## Task input
◇ ◇ ◇ ◇ ◇ ◇ ◇
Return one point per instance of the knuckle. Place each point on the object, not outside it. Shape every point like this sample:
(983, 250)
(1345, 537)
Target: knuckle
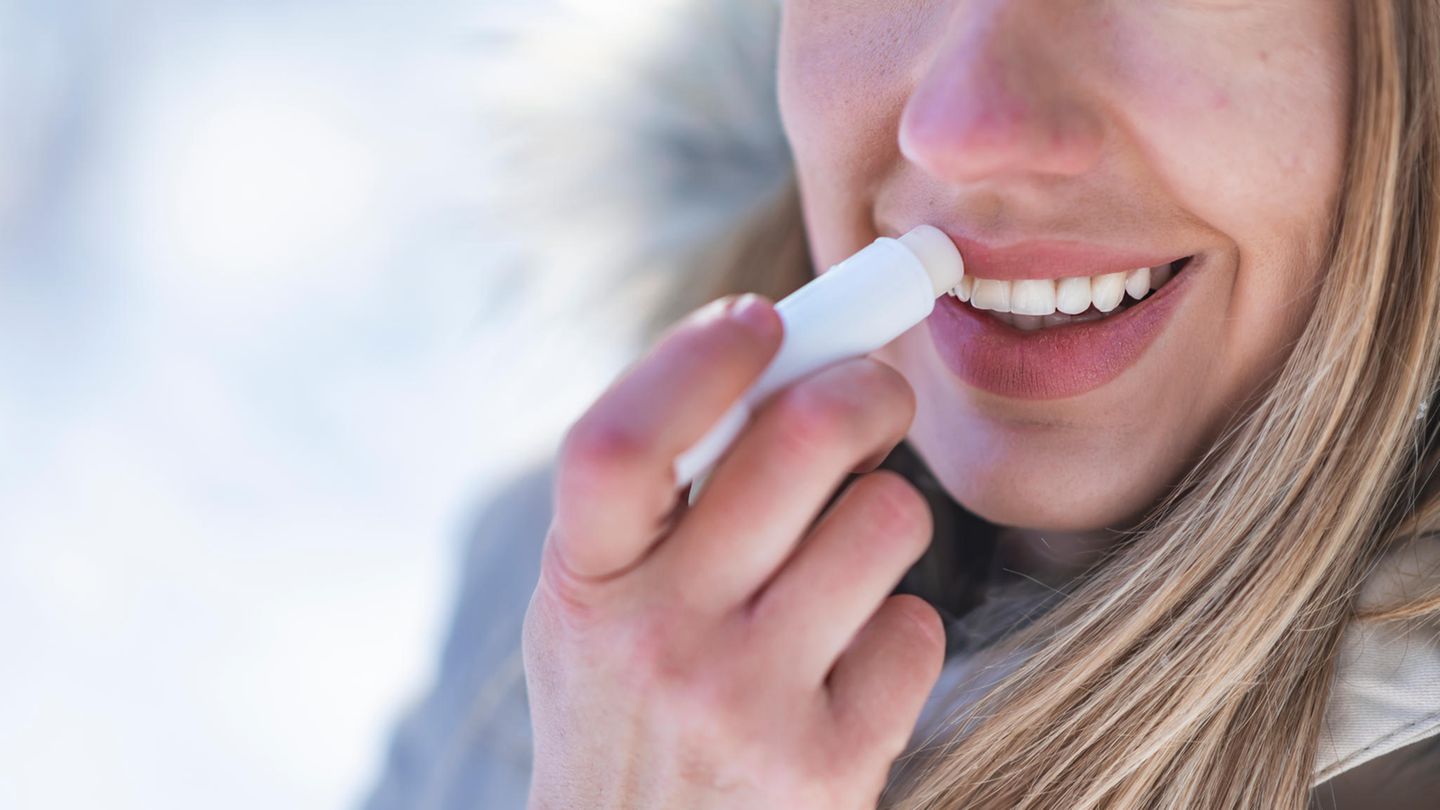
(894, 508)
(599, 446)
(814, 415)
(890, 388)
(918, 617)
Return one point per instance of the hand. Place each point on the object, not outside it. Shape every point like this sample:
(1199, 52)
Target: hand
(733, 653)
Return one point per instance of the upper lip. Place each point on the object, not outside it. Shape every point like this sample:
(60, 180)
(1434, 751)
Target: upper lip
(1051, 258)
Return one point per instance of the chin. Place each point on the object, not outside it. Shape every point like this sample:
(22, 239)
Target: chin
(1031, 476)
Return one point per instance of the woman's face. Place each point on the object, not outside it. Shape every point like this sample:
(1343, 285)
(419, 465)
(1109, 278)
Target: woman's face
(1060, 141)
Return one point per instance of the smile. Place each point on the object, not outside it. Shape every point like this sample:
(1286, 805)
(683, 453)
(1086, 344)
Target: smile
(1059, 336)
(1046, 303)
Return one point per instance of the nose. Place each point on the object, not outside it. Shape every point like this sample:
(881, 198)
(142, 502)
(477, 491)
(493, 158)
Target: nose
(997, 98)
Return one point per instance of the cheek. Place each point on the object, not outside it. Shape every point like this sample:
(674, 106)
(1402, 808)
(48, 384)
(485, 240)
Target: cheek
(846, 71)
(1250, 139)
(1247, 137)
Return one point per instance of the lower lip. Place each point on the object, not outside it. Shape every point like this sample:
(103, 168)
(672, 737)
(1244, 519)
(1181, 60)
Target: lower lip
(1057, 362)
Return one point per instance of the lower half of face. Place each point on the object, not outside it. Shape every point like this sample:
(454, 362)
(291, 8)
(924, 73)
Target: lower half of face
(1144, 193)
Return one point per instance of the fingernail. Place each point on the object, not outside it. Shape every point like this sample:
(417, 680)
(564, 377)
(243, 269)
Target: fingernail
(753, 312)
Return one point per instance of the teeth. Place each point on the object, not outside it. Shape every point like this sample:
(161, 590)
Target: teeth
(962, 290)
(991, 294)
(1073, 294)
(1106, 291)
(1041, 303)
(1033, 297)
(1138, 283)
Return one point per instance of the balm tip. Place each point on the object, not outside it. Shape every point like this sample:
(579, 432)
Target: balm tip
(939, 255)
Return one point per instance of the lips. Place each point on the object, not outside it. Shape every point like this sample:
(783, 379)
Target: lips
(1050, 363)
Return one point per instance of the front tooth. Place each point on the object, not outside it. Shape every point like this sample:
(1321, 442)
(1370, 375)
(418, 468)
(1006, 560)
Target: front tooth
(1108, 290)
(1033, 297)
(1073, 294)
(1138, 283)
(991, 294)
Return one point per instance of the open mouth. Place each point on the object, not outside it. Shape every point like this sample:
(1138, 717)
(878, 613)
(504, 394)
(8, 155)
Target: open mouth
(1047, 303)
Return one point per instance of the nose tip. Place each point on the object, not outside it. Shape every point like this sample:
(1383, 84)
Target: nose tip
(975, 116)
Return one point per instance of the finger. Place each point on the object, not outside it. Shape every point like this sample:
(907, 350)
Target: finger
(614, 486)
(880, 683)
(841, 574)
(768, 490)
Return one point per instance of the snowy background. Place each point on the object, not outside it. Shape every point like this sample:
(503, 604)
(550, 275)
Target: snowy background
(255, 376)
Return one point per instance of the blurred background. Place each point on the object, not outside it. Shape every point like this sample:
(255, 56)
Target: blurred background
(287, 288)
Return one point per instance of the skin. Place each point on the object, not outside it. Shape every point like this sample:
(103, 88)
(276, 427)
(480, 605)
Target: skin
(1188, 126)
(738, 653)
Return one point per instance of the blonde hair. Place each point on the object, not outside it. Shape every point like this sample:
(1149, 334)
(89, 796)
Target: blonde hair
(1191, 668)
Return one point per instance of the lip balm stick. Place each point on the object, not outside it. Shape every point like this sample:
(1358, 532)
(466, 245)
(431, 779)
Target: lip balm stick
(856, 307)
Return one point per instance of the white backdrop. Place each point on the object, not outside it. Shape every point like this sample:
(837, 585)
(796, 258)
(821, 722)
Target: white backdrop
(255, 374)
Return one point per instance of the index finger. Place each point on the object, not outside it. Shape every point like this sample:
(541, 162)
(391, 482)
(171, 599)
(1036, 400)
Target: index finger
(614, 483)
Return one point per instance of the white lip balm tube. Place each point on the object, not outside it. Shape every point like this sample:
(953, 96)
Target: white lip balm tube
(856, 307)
◇ ◇ ◇ ◇ ◇ ◇ ◇
## What this task involves
Set out every line of the listing above as a numbered list, skipping any blank lines, and leave the pictures out.

## Expected output
1. Return one point per instance of the knuckle. Place each point on the object, not outside it. Shape every point like this sample:
2. (983, 250)
3. (1345, 537)
4. Target: knuckle
5. (894, 508)
6. (599, 446)
7. (814, 415)
8. (890, 388)
9. (918, 617)
10. Return one point per instance of the hand. Place each point on the object, not outside it. Shape every point like this sample:
11. (1199, 52)
12. Target: hand
13. (733, 653)
14. Return one point per instance of the upper lip. Place each point on the object, not outside it. Shape every point like this sample:
15. (60, 180)
16. (1434, 751)
17. Target: upper lip
18. (1051, 258)
19. Return one point per instance of the chin. Place each point on the object, not outside it. Shape every point like this sample:
20. (22, 239)
21. Target: chin
22. (1031, 476)
23. Return one point per instance of the woman's face. Place each point on the object, not outside it. Shape every point like this sample:
24. (1343, 285)
25. (419, 465)
26. (1109, 278)
27. Target: woman's face
28. (1060, 141)
29. Return one point per instance of the smile. Place each point on the object, not outside it. Shape every point like this sample:
30. (1286, 805)
31. (683, 453)
32. (1086, 344)
33. Target: smile
34. (1059, 336)
35. (1046, 303)
36. Return one point per instance of the nose. Place each point on the object, not outside it. Shape every point like this sample:
37. (881, 198)
38. (142, 502)
39. (477, 491)
40. (493, 158)
41. Target: nose
42. (997, 98)
43. Return one point per instance of the cheek. Place each point on the object, not outside it. Shape every point like this sample:
44. (674, 106)
45. (1402, 808)
46. (48, 384)
47. (485, 240)
48. Target: cheek
49. (846, 71)
50. (1250, 139)
51. (1247, 137)
52. Return one point per instance of the lower lip. Place each point on the object, not outside it. Shape every point like this sample:
53. (103, 168)
54. (672, 737)
55. (1244, 519)
56. (1181, 60)
57. Target: lower lip
58. (1057, 362)
59. Return one point per instance of the lower half of face. Place each point on the object, not outside it. Shape every point like this sample:
60. (454, 362)
61. (291, 8)
62. (924, 73)
63. Target: lower half of face
64. (1144, 193)
65. Return one point per instance of the fingernail. Place each point on the object, not outside it. Shape every point like this sample:
66. (417, 680)
67. (564, 377)
68. (243, 269)
69. Target: fingernail
70. (753, 312)
71. Return one point per instance of the teeth. Place each point on the object, not outside it. Shape every point like this sample:
72. (161, 590)
73. Target: teeth
74. (962, 290)
75. (991, 294)
76. (1073, 294)
77. (1106, 291)
78. (1041, 303)
79. (1033, 297)
80. (1138, 283)
81. Return one point per instance of the balm tip. Place each point on the object, not outside it. Shape every point like this sample:
82. (579, 432)
83. Target: balm tip
84. (939, 255)
85. Return one point per instance of the lips. Place each point on the object, not outside it. Shape every point like this sample:
86. (783, 379)
87. Target: lips
88. (1050, 363)
89. Return one point per instance of the front tooth. Place each point on the object, not outside it. Shape every point like this sample:
90. (1321, 442)
91. (1370, 375)
92. (418, 468)
93. (1006, 560)
94. Target: front tooth
95. (1108, 290)
96. (1033, 297)
97. (1073, 294)
98. (1138, 283)
99. (991, 294)
100. Return one point per instance of the open mouth. Place each point on the object, not outside it. Shape every point like this sample:
101. (1138, 717)
102. (878, 613)
103. (504, 394)
104. (8, 155)
105. Target: open mouth
106. (1047, 303)
107. Return one point per instance of the nose tip. Place each point on the object, not outside it. Shape every point like this sample:
108. (1383, 84)
109. Target: nose tip
110. (975, 116)
111. Return one point per instance of the finger. Place each point on the object, not outside it. Shape every point like this sample:
112. (907, 350)
113. Target: finger
114. (614, 486)
115. (880, 683)
116. (841, 574)
117. (768, 490)
118. Return one point per instance of the snowy background. Place each point on the object, not outside it. Shape every point like this sample:
119. (503, 604)
120. (550, 275)
121. Target: snowy background
122. (255, 376)
123. Return one point per instance of the blurred background. Place each point on the object, not outside it. Shape every point like this sample:
124. (255, 56)
125. Target: blurred background
126. (287, 288)
127. Return one point per instance of the skin. Place each point on the object, not outside it. Shape every point like this sample:
128. (103, 88)
129. (276, 427)
130. (480, 605)
131. Target: skin
132. (1188, 126)
133. (738, 653)
134. Return one point per instance of the blonde hair. Place each point on the object, not outside it. Shape every point like this sample:
135. (1149, 334)
136. (89, 796)
137. Target: blonde hair
138. (1191, 668)
139. Return one point per instance of the lip balm stick. Place each point on the object, not outside it. Shape every point like this sample:
140. (1358, 532)
141. (466, 245)
142. (431, 779)
143. Target: lip balm stick
144. (856, 307)
145. Return one point per instance of the white backdrop. Place each point on the object, not outside it. Shape every point like this sample:
146. (837, 585)
147. (796, 258)
148. (821, 722)
149. Target: white backdrop
150. (255, 374)
151. Return one point per instance of the index finger. Place each point on the object, not outside it. Shape every point like this sample:
152. (541, 162)
153. (391, 482)
154. (171, 599)
155. (1036, 400)
156. Target: index finger
157. (614, 483)
158. Return one point per instance of the white lip balm tube. Place each point on the object, not outside it. Shape every point like this sample:
159. (953, 96)
160. Target: white lip balm tube
161. (856, 307)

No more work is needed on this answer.